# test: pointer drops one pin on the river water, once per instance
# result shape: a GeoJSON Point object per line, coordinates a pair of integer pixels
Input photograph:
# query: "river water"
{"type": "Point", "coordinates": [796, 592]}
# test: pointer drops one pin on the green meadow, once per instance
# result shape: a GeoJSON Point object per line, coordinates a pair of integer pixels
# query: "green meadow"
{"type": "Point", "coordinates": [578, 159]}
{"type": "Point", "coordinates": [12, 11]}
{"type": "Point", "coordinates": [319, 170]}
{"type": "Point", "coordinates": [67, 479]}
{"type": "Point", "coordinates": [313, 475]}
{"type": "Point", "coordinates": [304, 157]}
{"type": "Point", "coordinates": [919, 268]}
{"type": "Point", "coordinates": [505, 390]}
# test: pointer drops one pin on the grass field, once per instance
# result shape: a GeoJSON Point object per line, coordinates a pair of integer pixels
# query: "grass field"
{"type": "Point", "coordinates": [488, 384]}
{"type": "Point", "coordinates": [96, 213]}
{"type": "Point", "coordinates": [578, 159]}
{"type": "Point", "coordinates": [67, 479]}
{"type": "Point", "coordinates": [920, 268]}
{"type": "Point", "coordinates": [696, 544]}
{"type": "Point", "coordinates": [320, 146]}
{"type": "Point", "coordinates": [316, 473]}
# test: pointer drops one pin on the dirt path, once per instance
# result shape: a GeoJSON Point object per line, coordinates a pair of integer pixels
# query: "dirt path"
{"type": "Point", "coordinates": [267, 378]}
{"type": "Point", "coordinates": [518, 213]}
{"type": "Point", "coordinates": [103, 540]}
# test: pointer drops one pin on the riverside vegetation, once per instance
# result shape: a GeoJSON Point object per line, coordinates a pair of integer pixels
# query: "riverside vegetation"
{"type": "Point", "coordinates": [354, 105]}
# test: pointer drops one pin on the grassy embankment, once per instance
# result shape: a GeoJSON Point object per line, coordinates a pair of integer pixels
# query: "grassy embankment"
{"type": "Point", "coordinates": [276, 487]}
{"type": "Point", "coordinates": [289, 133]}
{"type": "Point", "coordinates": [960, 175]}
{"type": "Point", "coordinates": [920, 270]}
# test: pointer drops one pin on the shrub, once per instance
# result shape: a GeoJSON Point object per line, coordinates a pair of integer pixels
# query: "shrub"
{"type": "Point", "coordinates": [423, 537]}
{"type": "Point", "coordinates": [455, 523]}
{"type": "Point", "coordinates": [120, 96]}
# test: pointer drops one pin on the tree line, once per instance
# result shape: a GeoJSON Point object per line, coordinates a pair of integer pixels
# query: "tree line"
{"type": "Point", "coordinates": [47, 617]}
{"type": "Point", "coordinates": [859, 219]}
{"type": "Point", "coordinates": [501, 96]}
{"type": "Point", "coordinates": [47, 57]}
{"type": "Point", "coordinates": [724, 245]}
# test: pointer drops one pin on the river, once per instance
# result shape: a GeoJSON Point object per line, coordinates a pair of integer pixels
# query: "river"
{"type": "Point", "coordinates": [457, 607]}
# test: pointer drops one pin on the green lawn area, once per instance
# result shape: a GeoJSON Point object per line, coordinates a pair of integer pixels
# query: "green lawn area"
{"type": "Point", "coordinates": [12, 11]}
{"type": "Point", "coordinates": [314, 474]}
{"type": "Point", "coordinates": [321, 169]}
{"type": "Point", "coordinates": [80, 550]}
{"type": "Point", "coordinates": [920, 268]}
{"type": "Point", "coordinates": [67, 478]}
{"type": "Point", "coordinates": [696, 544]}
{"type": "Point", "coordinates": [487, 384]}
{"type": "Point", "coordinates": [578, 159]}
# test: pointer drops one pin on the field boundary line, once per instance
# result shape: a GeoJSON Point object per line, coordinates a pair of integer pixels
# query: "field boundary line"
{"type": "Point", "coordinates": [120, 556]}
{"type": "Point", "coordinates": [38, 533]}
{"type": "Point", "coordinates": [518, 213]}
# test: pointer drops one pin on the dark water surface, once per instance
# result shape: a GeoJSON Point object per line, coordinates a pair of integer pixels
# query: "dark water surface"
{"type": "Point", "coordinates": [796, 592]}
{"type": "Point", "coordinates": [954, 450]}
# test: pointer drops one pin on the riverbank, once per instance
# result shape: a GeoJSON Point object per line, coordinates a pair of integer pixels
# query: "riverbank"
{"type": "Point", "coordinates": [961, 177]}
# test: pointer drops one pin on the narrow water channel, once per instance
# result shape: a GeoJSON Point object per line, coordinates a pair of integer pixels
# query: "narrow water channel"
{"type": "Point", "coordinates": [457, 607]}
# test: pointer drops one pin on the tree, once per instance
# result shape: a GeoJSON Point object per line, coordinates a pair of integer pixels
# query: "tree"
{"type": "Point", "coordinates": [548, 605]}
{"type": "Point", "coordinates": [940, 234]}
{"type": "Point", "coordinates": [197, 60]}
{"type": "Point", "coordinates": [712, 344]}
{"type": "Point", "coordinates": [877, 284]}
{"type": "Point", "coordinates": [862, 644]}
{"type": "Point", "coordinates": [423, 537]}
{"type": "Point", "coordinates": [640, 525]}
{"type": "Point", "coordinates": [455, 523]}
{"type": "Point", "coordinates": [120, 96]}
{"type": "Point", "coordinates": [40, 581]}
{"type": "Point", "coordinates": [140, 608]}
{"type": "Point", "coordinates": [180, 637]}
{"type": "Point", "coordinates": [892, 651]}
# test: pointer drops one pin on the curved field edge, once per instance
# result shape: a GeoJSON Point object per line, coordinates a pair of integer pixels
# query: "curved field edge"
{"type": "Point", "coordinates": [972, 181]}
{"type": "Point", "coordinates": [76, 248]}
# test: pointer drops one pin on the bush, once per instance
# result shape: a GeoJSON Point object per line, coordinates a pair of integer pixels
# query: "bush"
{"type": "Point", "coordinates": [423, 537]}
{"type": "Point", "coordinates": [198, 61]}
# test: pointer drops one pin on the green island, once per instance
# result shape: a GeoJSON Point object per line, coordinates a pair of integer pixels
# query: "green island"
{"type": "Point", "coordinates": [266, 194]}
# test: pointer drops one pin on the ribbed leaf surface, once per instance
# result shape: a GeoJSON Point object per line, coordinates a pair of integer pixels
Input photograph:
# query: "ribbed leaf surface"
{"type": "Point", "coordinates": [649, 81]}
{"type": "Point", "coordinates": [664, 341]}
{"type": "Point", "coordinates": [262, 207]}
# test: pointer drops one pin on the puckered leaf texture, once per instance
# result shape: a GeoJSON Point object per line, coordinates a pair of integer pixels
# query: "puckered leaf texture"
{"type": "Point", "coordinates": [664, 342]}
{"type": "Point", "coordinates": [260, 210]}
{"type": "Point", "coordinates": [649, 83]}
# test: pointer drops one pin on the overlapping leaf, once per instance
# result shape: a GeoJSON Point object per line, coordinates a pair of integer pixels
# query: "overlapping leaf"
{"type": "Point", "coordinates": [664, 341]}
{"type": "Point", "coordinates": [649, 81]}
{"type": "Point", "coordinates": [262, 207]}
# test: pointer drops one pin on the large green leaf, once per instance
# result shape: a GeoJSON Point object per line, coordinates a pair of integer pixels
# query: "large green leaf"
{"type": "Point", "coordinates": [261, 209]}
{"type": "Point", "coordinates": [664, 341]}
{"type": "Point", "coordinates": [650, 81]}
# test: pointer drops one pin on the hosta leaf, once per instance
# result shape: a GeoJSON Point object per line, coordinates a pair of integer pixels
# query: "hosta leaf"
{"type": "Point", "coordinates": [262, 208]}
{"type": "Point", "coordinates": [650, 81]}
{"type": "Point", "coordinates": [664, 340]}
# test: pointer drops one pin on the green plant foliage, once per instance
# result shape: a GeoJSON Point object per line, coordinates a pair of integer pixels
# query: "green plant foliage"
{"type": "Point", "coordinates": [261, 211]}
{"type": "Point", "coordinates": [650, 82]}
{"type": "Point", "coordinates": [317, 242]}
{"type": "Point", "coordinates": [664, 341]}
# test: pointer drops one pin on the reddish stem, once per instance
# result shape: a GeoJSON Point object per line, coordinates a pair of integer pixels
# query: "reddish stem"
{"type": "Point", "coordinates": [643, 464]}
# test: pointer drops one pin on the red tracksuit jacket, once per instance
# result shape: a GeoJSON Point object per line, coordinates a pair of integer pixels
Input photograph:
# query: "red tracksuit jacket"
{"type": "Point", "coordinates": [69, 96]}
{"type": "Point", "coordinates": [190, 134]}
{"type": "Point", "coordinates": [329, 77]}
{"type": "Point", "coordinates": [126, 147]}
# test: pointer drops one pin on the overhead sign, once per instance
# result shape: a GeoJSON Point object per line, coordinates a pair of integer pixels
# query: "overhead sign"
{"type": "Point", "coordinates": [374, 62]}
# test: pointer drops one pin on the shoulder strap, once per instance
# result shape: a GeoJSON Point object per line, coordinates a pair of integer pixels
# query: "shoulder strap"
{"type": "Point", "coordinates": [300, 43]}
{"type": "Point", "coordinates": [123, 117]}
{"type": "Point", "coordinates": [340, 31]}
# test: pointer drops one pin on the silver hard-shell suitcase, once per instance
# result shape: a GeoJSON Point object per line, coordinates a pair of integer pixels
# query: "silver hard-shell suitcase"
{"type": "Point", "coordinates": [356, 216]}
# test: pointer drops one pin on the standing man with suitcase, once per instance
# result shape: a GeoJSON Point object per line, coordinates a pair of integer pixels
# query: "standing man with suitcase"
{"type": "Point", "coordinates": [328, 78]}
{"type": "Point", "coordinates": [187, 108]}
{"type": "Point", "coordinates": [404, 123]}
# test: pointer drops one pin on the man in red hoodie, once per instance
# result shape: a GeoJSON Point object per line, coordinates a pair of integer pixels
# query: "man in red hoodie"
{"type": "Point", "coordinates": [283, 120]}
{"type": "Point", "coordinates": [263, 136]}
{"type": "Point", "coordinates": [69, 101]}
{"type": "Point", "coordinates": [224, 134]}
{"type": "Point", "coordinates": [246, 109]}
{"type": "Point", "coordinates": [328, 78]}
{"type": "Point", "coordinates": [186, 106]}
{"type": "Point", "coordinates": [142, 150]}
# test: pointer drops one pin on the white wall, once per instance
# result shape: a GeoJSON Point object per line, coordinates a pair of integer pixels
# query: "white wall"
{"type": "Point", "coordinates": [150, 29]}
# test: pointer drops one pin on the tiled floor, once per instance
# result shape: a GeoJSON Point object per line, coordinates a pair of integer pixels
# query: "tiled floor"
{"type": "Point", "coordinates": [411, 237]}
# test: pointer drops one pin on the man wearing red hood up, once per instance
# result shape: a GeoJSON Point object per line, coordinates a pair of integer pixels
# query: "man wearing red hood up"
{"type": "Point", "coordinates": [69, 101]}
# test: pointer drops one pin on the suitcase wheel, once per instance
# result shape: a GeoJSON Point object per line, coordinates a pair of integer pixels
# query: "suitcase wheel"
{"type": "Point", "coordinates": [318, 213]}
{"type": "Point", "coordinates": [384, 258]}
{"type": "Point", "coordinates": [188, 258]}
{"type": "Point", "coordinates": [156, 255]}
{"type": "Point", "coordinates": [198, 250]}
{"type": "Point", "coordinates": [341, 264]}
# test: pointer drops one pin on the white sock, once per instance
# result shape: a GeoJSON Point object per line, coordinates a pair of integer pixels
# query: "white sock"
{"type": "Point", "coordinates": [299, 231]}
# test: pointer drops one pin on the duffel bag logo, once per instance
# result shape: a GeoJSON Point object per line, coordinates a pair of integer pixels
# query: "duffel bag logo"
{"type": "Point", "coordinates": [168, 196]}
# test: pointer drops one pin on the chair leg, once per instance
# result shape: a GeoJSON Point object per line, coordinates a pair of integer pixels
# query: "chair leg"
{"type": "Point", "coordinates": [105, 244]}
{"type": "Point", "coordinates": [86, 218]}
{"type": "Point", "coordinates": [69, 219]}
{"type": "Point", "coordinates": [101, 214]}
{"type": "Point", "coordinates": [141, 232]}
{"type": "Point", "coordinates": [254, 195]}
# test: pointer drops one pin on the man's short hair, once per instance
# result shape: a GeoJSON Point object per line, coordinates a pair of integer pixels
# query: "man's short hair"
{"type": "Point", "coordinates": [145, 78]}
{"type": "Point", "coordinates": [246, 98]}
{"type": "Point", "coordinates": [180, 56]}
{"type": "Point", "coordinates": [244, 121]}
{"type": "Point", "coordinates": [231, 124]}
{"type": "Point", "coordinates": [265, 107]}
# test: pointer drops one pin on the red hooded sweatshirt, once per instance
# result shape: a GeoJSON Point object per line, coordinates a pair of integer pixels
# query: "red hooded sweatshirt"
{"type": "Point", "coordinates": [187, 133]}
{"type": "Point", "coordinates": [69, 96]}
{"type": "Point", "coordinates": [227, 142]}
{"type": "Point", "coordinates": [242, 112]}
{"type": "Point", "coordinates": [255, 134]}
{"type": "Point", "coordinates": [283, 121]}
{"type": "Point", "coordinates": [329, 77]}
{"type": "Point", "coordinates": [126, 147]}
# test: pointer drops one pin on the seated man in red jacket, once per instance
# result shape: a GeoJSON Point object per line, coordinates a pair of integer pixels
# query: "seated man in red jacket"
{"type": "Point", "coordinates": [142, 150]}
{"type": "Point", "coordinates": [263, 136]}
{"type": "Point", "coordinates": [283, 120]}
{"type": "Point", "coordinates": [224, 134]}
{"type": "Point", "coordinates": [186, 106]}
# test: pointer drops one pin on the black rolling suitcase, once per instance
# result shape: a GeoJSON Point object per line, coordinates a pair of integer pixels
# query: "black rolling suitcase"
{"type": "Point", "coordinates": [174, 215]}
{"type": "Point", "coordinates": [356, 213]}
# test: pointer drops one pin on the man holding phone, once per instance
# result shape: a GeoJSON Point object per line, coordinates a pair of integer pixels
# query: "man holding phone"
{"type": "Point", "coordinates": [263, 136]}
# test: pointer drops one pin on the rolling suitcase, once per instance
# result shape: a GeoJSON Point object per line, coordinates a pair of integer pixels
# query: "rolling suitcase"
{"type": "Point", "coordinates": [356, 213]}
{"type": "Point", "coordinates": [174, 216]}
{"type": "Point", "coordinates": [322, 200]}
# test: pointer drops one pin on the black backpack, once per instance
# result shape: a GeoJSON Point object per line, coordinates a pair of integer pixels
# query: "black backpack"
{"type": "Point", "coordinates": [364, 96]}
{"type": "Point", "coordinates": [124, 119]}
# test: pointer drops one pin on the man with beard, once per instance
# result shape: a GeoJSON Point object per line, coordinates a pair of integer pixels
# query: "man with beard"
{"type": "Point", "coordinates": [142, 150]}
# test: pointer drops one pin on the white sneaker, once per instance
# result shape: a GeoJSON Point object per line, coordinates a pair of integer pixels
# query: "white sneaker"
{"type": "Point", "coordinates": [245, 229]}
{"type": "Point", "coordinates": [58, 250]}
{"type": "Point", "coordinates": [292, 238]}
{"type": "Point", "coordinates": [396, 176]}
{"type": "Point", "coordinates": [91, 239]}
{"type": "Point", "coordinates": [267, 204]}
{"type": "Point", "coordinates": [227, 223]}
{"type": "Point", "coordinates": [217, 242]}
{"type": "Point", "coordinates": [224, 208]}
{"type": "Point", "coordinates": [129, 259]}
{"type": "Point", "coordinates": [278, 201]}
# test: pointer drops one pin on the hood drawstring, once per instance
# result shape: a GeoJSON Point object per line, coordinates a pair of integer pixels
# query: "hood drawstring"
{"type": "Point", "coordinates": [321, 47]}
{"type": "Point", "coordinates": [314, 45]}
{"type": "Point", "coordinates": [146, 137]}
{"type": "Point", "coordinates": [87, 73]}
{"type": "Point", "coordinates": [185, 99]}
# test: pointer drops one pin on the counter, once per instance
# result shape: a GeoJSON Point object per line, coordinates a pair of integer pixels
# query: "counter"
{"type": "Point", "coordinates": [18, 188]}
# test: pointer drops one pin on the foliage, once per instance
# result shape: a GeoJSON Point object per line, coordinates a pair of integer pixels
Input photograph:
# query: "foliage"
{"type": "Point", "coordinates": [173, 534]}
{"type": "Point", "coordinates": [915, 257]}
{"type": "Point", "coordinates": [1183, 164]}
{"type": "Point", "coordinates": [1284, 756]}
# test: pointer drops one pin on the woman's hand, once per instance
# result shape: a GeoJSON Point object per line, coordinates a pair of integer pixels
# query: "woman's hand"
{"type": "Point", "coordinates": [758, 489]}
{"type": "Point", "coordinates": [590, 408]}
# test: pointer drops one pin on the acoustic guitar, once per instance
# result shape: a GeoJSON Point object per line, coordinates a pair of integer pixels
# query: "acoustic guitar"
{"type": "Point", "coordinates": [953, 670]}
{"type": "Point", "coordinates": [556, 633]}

━━━━━━━━━━━━━━━━━━━━━━━━━━━━━━

_Exercise_: Nothing but the lines from the first line of the listing above through the line holding "# test: pointer drops one pin on the shrub, once" should be reproduced, and each must match exactly.

_Reply_:
# test: pointer drops one pin on the river water, once per instance
# result shape: a GeoJSON Point object per line, coordinates a pair of integer pixels
Input photograph:
# query: "river water"
{"type": "Point", "coordinates": [796, 592]}
# test: pointer drops one pin on the green meadow, once per instance
# result shape: a GeoJSON Point object per line, coordinates a pair of integer pixels
# query: "green meadow"
{"type": "Point", "coordinates": [578, 159]}
{"type": "Point", "coordinates": [12, 11]}
{"type": "Point", "coordinates": [319, 170]}
{"type": "Point", "coordinates": [67, 479]}
{"type": "Point", "coordinates": [313, 475]}
{"type": "Point", "coordinates": [304, 157]}
{"type": "Point", "coordinates": [919, 268]}
{"type": "Point", "coordinates": [505, 390]}
# test: pointer drops one pin on the grass field, once per instance
# result shape: a GeoJSON Point object per line, coordinates a pair of integer pixels
# query: "grass field"
{"type": "Point", "coordinates": [488, 384]}
{"type": "Point", "coordinates": [96, 213]}
{"type": "Point", "coordinates": [578, 159]}
{"type": "Point", "coordinates": [67, 479]}
{"type": "Point", "coordinates": [920, 268]}
{"type": "Point", "coordinates": [696, 544]}
{"type": "Point", "coordinates": [320, 146]}
{"type": "Point", "coordinates": [316, 473]}
# test: pointer drops one pin on the dirt path, once per instance
# result shape: a GeoJSON Point object per line, coordinates a pair of integer pixels
# query: "dirt path"
{"type": "Point", "coordinates": [267, 378]}
{"type": "Point", "coordinates": [518, 213]}
{"type": "Point", "coordinates": [103, 540]}
# test: pointer drops one pin on the riverside vegetation, once per instance
# result shape: a GeoJSON Point object per line, coordinates a pair of integer pixels
# query: "riverside vegetation"
{"type": "Point", "coordinates": [354, 105]}
# test: pointer drops one pin on the grassy embankment, once per instance
# result shape: a GeoJSON Point object per line, coordinates a pair of integer pixels
# query: "grassy embankment"
{"type": "Point", "coordinates": [276, 487]}
{"type": "Point", "coordinates": [289, 133]}
{"type": "Point", "coordinates": [960, 175]}
{"type": "Point", "coordinates": [920, 270]}
# test: pointer drops one pin on the shrub, once per instance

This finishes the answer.